DOCUMENT SECTION >>
Content starts
Szamosi Jake C., Forbes Jessica D., Copeland Julia K., Knox Natalie C., Shekarriz Shahrokh, Rossi Laura, Graham Morag, Bonner Christine, Guttman David S., Van Domselaar Gary, Surette Michael G., Bernstein Charles N.
Front. Microbiol., 21 August 2020 Sec. Systems Microbiology Volume 11 – 2020. doi: 10.3389/fmicb.2020.02028
PMID: 32973734
Background: In studies evaluating the microbiome, numerous factors can contribute to technical variability. These factors include DNA extraction methodology, sequencing protocols, and data analysis strategies. We sought to evaluate the impact these factors have on the results obtained when the sequence data are independently generated and analyzed by different laboratories.
Methods: To evaluate the effect of technical variability, we used human intestinal biopsy samples resected from individuals diagnosed with an inflammatory bowel disease (IBD), including Crohn’s disease (n = 12) and ulcerative colitis (n = 10), and those without IBD (n = 10). Matched samples from each participant were sent to three laboratories and studied using independent protocols for DNA extraction, library preparation, targeted-amplicon sequencing of a 16S rRNA gene hypervariable region, and processing of sequence data. We looked at two measures of interest – Bray–Curtis PERMANOVA R2 values and log2 fold-change estimates of the 25 most-abundant taxa – to assess variation in the results produced by each laboratory, as well the relative contribution to variation from the different extraction, sequencing, and analysis steps used to generate these measures.
Content ends
EXTRACTED MATERIAL >>
Content starts
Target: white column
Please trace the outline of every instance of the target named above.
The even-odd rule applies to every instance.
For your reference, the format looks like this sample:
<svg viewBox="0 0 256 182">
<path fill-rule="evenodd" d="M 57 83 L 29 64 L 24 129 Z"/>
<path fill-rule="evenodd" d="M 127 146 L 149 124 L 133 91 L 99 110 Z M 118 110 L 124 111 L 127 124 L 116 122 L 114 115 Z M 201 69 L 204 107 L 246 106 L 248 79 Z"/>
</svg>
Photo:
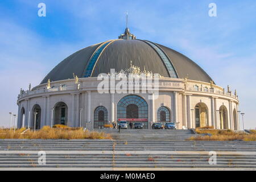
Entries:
Content ends
Content starts
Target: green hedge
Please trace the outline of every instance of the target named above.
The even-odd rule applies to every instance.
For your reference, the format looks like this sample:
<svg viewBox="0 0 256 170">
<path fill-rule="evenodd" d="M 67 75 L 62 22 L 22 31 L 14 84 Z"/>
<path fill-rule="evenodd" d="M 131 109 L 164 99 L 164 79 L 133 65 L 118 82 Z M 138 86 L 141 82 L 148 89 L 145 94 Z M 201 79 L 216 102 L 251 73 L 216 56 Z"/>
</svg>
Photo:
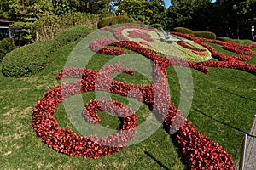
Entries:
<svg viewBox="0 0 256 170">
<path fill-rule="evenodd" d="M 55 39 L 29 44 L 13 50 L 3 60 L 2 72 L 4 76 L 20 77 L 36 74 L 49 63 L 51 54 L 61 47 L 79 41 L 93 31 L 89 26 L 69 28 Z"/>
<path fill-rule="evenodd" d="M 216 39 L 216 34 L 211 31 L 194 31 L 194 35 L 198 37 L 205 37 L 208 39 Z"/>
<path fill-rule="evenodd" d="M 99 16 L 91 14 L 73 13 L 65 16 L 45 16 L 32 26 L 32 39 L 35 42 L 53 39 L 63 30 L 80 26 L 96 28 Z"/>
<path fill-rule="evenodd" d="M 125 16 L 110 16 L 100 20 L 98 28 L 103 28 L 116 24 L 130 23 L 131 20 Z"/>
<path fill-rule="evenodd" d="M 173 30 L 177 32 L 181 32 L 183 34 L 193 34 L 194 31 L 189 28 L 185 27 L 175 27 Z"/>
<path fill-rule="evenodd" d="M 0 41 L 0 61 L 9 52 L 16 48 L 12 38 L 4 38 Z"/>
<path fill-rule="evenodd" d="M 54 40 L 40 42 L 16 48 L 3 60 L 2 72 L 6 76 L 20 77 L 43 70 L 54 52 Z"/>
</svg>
Content ends
EXERCISES TO COMPLETE >>
1 > According to the microbiome study abstract, how many laboratories received matched samples from each participant?
2 > Reproduce the passage of the microbiome study abstract word for word, beginning at "Szamosi Jake C., Forbes" and ending after "Bernstein Charles N.".
3 > Resume the microbiome study abstract after its last sentence.

OUTPUTS FOR THE TASKS >>
1 > Three laboratories.

2 >
Szamosi Jake C., Forbes Jessica D., Copeland Julia K., Knox Natalie C., Shekarriz Shahrokh, Rossi Laura, Graham Morag, Bonner Christine, Guttman David S., Van Domselaar Gary, Surette Michael G., Bernstein Charles N.

3 >
Results: The R2 values and estimated differential abundance associated with diagnosis were consistent across datasets that used different DNA extraction and sequencing protocols, and within datasets that pooled samples from multiple protocols; however, variability in bioinformatic processing of sequence data led to changes in R2 values and inconsistencies in taxonomic assignment and abundance estimates.
Conclusion: Although the contribution of DNA extraction and sequencing methods to variability were observable, we find that results can be robust to the various extraction and sequencing approaches used in our study. Differences in data processing methods have a larger impact on results, making comparison among studies less reliable and the combined analysis of bioinformatically processed samples nearly impossible. Our results highlight the importance of making raw sequence data available to facilitate combined and comparative analyses of published studies using common data processing protocols. Study methodologies should provide detailed data processing methods for validation, interpretability, reproducibility, and comparability.